▶
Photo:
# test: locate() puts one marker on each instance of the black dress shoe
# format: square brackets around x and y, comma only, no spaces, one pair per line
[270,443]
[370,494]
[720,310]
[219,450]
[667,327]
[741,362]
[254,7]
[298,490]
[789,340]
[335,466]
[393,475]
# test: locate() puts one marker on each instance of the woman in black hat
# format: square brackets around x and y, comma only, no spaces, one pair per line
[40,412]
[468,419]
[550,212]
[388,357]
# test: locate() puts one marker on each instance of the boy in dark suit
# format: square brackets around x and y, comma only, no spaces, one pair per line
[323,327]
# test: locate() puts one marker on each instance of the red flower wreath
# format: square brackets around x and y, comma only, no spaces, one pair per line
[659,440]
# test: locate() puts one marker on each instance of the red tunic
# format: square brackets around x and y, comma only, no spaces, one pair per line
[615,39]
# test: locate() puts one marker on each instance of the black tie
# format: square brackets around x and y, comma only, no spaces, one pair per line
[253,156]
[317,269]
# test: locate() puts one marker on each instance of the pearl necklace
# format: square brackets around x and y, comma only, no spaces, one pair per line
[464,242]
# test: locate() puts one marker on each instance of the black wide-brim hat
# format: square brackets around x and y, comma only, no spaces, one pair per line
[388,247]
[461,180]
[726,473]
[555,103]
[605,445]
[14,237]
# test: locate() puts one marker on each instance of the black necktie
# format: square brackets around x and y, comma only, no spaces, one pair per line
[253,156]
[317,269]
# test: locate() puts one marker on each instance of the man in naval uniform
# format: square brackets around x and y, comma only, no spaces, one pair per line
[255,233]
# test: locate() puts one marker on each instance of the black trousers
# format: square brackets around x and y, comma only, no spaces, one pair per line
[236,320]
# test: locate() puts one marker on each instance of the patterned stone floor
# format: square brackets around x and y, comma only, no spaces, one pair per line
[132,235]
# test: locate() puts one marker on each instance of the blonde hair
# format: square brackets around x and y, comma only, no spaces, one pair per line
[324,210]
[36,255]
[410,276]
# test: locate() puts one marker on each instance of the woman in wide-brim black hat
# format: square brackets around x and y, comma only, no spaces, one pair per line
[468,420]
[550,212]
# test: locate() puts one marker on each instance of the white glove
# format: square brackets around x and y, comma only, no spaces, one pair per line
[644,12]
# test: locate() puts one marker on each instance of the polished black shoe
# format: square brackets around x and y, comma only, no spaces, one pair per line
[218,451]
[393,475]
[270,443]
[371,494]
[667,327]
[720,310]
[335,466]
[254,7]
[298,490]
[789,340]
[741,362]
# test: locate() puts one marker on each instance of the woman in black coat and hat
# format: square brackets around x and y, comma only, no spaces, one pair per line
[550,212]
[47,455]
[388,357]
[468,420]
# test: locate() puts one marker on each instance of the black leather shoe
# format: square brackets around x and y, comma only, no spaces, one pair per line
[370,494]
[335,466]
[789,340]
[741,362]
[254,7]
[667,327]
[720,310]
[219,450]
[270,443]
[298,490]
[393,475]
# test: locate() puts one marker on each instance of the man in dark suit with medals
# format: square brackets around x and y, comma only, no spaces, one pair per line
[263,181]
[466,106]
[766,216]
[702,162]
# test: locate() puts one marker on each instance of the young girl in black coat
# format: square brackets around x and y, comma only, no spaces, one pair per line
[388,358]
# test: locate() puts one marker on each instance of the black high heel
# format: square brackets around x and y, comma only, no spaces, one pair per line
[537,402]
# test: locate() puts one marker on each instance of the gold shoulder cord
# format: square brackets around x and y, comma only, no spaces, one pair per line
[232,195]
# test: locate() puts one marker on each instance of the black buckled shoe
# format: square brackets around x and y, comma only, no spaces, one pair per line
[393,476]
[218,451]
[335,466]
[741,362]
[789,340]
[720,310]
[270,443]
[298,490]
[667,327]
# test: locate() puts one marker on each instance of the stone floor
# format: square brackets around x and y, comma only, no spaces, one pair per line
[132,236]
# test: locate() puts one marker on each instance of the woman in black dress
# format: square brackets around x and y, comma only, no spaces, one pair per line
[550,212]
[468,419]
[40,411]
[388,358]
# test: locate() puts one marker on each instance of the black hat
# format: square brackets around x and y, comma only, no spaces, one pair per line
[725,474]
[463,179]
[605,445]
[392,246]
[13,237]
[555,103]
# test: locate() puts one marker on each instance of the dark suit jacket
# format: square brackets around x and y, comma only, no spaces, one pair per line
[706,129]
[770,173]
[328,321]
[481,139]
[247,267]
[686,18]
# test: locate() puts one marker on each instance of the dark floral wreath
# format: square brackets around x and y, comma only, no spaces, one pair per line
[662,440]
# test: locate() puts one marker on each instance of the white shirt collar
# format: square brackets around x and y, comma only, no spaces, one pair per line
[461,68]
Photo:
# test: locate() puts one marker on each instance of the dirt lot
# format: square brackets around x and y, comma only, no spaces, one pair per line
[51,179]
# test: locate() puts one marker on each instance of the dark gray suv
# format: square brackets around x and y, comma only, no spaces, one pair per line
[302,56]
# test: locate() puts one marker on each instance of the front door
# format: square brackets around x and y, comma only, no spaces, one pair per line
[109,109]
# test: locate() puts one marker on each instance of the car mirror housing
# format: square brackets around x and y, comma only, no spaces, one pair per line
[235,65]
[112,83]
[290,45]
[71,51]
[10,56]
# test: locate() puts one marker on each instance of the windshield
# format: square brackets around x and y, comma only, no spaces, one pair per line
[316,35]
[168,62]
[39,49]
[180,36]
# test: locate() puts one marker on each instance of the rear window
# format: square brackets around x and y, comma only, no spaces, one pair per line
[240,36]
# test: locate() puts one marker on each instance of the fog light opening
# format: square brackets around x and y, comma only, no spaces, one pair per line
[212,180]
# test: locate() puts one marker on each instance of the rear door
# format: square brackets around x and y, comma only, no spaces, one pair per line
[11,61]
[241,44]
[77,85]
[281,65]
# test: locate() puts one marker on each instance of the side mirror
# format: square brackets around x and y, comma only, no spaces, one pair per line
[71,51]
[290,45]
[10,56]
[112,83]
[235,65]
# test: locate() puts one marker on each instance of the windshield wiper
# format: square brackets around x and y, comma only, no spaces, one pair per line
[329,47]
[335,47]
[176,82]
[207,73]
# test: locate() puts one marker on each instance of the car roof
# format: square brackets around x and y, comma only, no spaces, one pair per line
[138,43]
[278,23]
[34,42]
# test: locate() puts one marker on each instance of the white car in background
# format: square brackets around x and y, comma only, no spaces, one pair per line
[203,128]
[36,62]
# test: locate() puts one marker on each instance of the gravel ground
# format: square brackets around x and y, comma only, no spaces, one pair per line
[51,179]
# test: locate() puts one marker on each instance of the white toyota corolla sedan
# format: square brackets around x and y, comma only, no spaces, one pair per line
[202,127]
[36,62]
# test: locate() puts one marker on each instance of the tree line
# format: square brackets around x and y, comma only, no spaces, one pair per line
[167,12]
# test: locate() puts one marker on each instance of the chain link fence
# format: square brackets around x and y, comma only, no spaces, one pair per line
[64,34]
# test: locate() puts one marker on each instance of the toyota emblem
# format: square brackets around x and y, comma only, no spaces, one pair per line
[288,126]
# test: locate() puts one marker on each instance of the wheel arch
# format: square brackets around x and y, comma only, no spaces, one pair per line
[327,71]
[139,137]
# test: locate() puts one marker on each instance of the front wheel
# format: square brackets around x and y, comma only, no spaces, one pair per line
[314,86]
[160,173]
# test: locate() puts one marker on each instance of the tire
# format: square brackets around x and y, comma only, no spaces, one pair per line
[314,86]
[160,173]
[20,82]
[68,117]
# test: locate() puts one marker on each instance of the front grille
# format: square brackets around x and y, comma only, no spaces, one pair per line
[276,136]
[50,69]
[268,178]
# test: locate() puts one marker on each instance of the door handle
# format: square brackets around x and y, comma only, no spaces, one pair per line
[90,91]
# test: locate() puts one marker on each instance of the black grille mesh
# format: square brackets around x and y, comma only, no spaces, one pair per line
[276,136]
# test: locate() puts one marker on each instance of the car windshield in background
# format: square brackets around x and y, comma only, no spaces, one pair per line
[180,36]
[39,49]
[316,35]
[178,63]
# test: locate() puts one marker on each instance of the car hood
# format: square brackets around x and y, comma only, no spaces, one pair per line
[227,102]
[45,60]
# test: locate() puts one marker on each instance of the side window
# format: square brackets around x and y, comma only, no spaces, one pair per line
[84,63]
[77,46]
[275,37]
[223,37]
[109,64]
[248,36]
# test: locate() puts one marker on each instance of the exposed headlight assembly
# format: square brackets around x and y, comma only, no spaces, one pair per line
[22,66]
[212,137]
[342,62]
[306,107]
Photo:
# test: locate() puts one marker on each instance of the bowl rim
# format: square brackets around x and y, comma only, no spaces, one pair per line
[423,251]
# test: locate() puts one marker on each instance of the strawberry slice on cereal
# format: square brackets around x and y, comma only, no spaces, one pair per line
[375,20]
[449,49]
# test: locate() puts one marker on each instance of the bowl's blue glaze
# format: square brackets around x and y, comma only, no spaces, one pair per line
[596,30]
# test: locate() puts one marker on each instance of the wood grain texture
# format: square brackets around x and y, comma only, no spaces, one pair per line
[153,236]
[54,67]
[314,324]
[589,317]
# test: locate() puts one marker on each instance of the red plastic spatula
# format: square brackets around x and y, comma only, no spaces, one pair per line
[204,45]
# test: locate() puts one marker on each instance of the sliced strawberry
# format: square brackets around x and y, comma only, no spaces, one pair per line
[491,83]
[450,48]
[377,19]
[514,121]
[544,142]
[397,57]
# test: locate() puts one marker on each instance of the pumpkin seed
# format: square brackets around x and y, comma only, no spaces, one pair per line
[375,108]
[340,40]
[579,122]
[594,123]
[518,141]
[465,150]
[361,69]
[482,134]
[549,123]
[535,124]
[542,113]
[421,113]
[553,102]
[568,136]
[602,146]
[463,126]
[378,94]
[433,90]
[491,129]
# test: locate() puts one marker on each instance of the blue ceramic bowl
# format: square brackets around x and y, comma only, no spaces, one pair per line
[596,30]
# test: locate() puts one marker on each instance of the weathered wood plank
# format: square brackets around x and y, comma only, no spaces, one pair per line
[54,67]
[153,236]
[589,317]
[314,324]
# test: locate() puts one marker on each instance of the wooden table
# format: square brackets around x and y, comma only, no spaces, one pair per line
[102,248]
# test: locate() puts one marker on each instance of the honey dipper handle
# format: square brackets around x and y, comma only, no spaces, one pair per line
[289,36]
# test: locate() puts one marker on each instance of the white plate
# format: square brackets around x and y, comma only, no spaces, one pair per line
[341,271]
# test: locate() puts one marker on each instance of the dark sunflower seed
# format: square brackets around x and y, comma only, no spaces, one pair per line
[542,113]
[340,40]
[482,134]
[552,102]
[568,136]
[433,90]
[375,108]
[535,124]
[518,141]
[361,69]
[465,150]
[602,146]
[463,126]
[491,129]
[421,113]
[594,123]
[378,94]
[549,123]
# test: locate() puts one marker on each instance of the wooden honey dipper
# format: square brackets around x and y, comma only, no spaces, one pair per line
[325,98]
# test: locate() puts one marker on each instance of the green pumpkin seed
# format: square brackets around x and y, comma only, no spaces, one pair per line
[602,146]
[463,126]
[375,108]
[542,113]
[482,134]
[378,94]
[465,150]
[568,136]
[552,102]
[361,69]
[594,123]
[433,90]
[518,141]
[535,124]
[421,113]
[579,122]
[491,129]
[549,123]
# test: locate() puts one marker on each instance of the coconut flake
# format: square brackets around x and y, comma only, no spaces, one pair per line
◀
[Short problem]:
Copy the lines of the listing exactly, starting at the line that contains "the coconut flake" and ending at the end of the listing.

[Problem solution]:
# test: locate() puts one marker on each instance of the coconut flake
# format: square brackets around x and y, comma only, no spaces, one pair per line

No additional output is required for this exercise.